Output only the span of lines that begins at the line containing "Could you locate every small evergreen" and ends at the last line of the data, both included, exactly as they appear.

_ _ _

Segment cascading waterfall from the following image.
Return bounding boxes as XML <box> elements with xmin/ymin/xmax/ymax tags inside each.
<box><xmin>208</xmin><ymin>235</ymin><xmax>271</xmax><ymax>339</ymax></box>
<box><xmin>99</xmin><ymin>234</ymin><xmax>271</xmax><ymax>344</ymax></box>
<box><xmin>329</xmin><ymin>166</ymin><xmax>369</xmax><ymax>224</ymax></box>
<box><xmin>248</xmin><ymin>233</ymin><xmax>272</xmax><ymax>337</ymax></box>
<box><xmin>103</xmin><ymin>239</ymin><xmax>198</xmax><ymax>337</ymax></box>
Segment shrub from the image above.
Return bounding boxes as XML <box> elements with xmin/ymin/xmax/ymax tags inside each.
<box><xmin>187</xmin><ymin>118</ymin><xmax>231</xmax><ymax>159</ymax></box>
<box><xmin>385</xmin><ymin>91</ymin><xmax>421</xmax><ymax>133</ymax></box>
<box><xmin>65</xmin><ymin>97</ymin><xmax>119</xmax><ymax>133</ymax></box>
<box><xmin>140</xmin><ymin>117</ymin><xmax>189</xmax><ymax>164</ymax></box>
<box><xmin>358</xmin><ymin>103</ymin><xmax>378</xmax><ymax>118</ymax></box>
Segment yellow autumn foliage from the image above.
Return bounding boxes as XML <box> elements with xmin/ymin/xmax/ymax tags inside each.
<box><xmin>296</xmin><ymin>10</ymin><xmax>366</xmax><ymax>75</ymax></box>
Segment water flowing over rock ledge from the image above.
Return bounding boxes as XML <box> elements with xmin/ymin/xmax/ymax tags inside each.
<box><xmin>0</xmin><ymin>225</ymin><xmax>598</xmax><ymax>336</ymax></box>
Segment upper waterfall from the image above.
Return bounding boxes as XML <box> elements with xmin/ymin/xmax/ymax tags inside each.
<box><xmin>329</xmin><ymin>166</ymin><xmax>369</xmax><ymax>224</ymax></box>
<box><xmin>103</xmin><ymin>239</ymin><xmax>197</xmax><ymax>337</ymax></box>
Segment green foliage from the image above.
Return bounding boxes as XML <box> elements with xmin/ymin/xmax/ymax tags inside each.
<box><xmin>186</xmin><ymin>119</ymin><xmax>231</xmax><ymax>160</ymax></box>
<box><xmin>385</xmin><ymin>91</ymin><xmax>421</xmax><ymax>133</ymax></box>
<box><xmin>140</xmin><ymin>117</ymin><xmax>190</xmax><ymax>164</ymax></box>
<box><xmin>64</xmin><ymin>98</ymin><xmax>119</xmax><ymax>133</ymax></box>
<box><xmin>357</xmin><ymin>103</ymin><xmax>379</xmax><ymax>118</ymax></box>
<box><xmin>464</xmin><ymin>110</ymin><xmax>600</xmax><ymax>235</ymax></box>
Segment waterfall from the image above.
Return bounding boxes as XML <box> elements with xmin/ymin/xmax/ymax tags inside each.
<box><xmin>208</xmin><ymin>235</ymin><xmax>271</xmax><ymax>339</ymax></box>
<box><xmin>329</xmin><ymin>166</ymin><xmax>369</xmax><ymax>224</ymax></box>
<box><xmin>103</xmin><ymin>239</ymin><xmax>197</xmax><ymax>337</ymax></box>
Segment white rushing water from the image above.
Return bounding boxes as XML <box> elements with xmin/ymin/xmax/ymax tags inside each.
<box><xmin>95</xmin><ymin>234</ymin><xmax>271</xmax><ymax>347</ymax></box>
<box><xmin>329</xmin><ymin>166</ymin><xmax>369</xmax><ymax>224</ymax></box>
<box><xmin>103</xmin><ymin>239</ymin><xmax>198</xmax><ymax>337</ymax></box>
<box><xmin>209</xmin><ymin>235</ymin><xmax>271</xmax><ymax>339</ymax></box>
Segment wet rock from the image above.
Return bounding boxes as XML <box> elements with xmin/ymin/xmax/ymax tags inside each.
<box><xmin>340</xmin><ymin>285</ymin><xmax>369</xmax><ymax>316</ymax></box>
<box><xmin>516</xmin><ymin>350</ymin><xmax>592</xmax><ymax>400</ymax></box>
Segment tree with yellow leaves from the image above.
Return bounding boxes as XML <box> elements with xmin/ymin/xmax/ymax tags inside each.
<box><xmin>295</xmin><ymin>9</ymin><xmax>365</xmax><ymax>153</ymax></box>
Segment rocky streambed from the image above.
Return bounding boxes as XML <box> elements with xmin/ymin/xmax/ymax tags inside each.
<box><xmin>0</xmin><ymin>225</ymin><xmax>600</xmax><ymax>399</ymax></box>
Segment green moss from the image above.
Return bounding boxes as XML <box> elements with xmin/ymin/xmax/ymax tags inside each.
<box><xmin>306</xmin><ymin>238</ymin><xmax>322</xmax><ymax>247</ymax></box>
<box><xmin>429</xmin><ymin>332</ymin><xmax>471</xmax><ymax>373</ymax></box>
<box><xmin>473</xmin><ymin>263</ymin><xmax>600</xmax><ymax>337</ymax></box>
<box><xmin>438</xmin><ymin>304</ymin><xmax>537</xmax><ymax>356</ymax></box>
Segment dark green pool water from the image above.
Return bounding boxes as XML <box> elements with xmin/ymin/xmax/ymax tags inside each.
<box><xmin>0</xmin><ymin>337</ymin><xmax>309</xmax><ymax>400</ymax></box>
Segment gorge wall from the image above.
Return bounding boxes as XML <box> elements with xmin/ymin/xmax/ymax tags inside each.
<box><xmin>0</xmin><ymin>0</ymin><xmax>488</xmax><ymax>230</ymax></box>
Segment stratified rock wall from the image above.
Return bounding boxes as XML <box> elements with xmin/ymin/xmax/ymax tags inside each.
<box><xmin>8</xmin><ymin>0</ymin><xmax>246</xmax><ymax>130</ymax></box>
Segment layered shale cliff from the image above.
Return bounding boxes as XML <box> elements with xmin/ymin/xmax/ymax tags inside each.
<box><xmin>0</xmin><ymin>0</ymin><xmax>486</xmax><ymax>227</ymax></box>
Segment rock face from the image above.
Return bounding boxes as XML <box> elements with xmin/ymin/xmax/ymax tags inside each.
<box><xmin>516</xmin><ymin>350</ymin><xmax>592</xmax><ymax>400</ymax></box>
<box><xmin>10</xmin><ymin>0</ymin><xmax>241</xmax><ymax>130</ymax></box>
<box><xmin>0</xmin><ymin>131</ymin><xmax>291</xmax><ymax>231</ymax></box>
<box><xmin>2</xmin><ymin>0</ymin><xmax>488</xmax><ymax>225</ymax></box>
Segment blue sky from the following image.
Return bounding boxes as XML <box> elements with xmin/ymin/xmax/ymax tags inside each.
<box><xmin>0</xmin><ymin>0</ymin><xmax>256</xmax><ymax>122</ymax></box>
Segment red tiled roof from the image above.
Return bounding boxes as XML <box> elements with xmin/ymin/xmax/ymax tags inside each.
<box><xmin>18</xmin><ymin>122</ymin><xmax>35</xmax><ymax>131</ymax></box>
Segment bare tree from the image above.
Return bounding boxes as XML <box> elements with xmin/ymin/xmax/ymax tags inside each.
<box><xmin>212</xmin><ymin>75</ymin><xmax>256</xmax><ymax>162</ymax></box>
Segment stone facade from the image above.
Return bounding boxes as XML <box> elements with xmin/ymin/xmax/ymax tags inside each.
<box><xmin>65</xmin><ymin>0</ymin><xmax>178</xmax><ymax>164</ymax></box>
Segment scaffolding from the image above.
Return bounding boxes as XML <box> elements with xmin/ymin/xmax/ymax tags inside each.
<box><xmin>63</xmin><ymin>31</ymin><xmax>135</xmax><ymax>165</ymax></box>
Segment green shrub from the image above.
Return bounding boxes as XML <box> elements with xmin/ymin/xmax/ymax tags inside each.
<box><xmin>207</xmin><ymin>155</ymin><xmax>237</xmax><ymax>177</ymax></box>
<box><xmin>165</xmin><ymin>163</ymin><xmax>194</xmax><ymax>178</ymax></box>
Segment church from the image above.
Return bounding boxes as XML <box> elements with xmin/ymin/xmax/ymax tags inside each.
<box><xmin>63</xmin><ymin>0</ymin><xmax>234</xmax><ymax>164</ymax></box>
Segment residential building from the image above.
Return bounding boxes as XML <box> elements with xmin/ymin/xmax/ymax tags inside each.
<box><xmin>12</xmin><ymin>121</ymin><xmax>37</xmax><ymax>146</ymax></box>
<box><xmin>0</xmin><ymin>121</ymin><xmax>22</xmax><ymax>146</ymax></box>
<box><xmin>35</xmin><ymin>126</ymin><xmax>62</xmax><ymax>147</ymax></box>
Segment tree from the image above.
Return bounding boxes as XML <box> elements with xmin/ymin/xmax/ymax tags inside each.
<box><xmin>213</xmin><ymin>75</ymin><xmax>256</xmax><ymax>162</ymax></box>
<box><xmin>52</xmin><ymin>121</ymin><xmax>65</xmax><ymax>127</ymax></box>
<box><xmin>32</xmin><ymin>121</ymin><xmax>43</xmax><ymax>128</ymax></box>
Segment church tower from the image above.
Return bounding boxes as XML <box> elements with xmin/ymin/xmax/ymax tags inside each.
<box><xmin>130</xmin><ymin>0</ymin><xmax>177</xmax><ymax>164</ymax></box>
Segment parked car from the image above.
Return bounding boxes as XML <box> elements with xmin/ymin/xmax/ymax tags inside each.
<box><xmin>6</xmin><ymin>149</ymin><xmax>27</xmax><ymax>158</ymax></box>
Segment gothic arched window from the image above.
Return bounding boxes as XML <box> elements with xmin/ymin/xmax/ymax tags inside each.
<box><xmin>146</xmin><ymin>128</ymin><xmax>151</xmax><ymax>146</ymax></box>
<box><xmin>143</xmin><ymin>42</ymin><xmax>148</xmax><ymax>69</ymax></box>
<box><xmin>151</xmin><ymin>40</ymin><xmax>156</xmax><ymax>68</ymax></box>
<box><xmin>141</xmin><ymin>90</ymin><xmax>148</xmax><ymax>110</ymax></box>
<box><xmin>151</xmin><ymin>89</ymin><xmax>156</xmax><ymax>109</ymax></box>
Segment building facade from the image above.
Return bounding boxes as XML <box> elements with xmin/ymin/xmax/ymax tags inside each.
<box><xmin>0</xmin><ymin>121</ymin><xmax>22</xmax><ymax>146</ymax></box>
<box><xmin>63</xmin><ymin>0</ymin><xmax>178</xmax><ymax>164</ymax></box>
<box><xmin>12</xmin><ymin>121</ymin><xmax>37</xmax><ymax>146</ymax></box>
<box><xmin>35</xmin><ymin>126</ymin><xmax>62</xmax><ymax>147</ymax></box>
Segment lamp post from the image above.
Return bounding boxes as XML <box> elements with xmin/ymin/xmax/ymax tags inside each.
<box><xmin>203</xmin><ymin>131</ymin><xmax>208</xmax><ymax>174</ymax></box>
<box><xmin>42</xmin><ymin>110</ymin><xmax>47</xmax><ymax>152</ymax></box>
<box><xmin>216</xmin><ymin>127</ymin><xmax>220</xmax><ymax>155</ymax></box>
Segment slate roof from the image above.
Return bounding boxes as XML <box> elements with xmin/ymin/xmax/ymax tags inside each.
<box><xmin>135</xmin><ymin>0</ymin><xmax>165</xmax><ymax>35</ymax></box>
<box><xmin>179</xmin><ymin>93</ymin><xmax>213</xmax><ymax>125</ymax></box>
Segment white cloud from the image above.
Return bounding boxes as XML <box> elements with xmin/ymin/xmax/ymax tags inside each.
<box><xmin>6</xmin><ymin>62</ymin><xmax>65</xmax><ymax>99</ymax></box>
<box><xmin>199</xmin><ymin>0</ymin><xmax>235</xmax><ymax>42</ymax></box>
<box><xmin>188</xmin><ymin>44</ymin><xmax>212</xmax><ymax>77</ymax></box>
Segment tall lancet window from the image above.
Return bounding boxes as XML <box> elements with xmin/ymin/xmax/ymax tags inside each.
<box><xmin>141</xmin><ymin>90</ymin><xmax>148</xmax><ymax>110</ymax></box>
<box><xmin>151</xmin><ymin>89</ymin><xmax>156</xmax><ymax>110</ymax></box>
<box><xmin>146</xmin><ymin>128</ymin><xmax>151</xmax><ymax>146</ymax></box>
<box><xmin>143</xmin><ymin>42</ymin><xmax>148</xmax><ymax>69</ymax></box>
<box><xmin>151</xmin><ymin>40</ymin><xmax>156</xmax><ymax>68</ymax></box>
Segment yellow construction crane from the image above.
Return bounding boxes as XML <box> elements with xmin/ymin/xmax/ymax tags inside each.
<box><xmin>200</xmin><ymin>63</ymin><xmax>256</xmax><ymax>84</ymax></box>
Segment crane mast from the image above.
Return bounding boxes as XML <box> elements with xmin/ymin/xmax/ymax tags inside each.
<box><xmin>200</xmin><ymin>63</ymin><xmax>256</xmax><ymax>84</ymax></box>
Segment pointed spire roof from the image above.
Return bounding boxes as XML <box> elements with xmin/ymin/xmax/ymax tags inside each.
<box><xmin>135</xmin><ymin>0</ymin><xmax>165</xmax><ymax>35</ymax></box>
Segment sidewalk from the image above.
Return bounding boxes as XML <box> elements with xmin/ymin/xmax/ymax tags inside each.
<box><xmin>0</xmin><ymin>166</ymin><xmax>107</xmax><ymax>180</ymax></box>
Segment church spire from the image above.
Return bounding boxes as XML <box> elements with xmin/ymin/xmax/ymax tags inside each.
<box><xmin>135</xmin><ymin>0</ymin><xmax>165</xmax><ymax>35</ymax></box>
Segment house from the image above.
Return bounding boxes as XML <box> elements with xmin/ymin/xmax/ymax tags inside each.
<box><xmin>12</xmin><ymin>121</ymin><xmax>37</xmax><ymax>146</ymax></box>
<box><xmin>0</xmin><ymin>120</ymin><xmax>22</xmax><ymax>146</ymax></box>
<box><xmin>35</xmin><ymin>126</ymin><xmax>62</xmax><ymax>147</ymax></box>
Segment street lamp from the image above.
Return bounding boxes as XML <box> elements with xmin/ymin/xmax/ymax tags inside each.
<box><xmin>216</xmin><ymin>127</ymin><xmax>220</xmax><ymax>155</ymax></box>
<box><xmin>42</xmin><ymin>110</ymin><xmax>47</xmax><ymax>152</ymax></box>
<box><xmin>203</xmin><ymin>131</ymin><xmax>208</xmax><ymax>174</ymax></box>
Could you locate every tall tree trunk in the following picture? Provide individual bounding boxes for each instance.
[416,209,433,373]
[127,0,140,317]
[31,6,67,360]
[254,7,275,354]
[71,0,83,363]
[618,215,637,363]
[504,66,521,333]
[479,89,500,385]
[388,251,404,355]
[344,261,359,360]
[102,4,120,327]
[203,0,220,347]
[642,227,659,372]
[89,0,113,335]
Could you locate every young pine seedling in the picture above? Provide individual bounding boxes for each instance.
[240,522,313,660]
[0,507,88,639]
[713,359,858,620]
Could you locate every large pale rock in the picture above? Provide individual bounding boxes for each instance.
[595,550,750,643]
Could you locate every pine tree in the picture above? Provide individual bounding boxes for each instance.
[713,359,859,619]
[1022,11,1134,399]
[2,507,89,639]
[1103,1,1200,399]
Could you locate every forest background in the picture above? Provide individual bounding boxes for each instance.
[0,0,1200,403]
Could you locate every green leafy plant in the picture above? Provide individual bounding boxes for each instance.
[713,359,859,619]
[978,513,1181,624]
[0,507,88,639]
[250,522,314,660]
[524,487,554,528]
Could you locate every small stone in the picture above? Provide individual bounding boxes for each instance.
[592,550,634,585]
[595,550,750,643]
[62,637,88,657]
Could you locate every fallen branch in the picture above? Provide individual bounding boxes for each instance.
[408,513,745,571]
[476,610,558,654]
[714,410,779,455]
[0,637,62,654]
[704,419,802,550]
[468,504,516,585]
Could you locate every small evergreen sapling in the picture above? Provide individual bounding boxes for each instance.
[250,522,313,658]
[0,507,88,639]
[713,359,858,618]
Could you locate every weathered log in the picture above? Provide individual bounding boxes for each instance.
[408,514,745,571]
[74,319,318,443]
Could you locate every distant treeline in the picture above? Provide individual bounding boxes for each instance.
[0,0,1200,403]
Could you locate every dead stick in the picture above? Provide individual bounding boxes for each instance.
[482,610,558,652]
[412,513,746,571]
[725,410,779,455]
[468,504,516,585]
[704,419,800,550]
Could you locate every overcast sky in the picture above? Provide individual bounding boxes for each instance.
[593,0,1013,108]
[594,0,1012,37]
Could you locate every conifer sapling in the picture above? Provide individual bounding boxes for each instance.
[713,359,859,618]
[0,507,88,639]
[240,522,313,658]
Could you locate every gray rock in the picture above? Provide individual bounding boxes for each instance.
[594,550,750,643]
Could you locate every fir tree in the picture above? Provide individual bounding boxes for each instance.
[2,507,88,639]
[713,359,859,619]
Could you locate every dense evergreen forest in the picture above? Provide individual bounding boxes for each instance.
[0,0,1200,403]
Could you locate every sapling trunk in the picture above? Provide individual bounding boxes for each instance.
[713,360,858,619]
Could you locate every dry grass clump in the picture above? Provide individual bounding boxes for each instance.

_ _ _

Final result.
Could you locate every small evergreen sapling in the picture above? Provide individual bounding boxes for each instance.
[250,522,313,658]
[0,507,88,639]
[713,359,858,618]
Could you locate every weathered log in the picture above? Provide individual bounding boxes for each instance.
[408,514,745,571]
[74,319,318,443]
Could you locate every distant treeline in the picture above? Provide individual bounding boxes for each instance.
[0,0,1200,403]
Could you locate every dead stick in the picture above? Provide individual bounding boxes for each instance.
[482,610,558,652]
[412,513,746,571]
[725,410,779,455]
[468,504,516,585]
[704,419,800,550]
Could you locate every overcast sky in the picture above? Provide individual bounding boxes for each instance.
[593,0,1013,108]
[594,0,1012,37]
Could you locate every conifer sapling in the picture above? Provide individual bounding boxes for each instance.
[713,359,859,618]
[0,507,88,639]
[240,522,313,658]
Could you locate every gray rock in the picture above? Provide individual bounding boxes for each instance.
[594,550,750,643]
Could you locate every fir tree in the picture above? Provide individual bounding boxes for each instance.
[2,507,88,639]
[713,359,859,619]
Could you locate every dense evergreen forest in the picture above? Provide individual bounding boxes for each instance.
[0,0,1200,403]
Could you locate every sapling trunk in the picture above? Provide individual bounding boxes for each instance.
[713,360,858,619]
Could you locate every dry grass clump in the picture above? Provide individual bounding boxes for each instance.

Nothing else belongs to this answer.